Passage given:
* begin *

# couple pics of Eukanuba dock diving



## Packleader (Nov 27, 2007)

I was so happy to be able to see the dock diving dogs at Eukanuba! This was my first time taking pics of these guys, got the timing down on one of the pics but they are not in the right order. One of my goldens would be perfect for this. He is a springboard. He can already jump canals and he is not yet 18mo. Can anyone tell me the age at which you can compete?


----------



## LibertyME (Jan 6, 2007)

How cool is that?!!!!
Thanks for the pictures...sounds like you enjoyed yourself..


----------



## Oaklys Dad (Dec 28, 2005)

Some of those dogs really catch some air. Cool pictures.


----------



## Debles (Sep 6, 2007)

Thanks for the pics! My Gunner loves dock diving but doesn't get the chance to do it very often.


----------



## FlyingQuizini (Oct 24, 2006)

I think min age for competition is 6 months.


----------



## hgatesy (Feb 14, 2007)

Yup... minimum age is 6 months!


----------



## Packleader (Nov 27, 2007)

Dallas will be 18mo's next month. He is intact, will that make a difference?


----------



## sammydog (Aug 23, 2008)

Looks like tons of fun! My boys love to dock jump, but we only get out maybe once a year. I need to find out when the get back to town!


----------

* end *

Items:
* begin *

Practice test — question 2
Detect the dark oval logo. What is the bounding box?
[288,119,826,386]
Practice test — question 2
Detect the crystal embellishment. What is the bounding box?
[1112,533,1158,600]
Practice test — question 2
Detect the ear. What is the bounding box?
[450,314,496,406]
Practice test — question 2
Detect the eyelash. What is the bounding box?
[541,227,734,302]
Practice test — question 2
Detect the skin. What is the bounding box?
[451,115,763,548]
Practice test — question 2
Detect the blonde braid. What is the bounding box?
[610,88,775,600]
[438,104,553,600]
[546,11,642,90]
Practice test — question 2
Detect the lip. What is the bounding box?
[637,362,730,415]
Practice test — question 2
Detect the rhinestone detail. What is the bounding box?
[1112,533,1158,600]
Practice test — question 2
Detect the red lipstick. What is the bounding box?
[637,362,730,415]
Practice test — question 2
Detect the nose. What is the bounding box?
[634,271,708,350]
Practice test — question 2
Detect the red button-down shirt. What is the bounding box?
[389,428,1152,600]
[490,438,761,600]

* end *
* begin *

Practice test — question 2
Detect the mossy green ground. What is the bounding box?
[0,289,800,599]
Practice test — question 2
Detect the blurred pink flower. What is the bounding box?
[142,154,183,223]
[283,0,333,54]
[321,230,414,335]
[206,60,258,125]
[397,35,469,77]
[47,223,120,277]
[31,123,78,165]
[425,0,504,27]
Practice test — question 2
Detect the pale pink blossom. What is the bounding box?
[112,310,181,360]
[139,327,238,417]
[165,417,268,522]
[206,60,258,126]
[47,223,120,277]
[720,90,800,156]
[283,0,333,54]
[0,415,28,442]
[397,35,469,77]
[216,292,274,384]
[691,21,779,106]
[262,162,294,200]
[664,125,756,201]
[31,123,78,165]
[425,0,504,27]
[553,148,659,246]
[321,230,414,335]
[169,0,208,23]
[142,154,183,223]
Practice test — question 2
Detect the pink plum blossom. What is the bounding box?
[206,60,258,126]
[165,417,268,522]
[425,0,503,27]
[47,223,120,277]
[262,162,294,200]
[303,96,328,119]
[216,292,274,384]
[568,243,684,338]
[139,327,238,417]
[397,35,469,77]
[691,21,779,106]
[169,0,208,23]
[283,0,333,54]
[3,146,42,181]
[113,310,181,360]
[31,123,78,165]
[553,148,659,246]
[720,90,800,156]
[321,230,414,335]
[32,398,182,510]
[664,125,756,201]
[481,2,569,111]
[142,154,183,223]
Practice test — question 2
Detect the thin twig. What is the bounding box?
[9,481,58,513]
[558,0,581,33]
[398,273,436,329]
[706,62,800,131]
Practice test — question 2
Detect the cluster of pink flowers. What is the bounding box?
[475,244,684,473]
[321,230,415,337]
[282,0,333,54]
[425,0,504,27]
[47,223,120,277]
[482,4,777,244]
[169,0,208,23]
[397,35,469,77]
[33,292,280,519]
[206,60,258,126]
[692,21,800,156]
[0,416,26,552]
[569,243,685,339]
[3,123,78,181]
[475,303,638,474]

* end *
* begin *

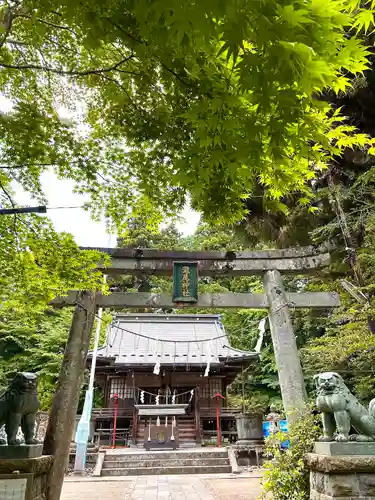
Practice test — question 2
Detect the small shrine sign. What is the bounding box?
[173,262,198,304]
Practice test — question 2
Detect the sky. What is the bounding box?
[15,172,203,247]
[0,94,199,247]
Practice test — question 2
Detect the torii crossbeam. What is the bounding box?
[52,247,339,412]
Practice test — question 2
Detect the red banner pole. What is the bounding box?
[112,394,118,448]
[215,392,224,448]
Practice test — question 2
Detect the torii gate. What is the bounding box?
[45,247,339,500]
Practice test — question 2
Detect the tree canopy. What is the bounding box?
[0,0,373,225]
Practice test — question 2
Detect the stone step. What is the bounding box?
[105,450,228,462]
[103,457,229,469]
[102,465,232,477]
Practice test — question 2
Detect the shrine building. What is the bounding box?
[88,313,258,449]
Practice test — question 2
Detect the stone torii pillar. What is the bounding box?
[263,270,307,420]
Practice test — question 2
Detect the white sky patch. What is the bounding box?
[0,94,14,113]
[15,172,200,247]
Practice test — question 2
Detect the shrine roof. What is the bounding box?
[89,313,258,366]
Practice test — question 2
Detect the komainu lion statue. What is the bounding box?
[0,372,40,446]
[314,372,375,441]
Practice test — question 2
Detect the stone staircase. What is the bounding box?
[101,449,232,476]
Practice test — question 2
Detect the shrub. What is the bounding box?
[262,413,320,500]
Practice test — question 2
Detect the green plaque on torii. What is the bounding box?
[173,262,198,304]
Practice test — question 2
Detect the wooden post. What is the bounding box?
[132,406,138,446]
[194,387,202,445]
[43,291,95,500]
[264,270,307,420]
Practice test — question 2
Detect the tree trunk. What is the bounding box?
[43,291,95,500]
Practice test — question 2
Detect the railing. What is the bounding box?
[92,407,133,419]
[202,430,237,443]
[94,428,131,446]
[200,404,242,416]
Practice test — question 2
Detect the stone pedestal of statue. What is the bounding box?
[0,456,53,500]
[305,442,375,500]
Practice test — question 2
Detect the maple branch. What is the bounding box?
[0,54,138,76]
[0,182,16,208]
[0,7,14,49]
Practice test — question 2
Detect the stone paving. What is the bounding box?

* end *

Goals:
**A)** What does the dock diving thread give as the minimum age for competition?
**B)** Please update the dock diving thread from the words "## hgatesy (Feb" through "make a difference?", replacing "intact" with "neutered".
**C)** Why does the first poster in the dock diving thread think one of the goldens would be perfect for the sport?
The entries come from a separate source, not from this thread.

Solution set:
**A)** Six months.

**B)**
## hgatesy (Feb 14, 2007)

Yup... minimum age is 6 months!


----------



## Packleader (Nov 27, 2007)

Dallas will be 18mo's next month. He is neutered, will that make a difference?

**C)** He is a springboard who can already jump canals, even though he is not yet 18 months old.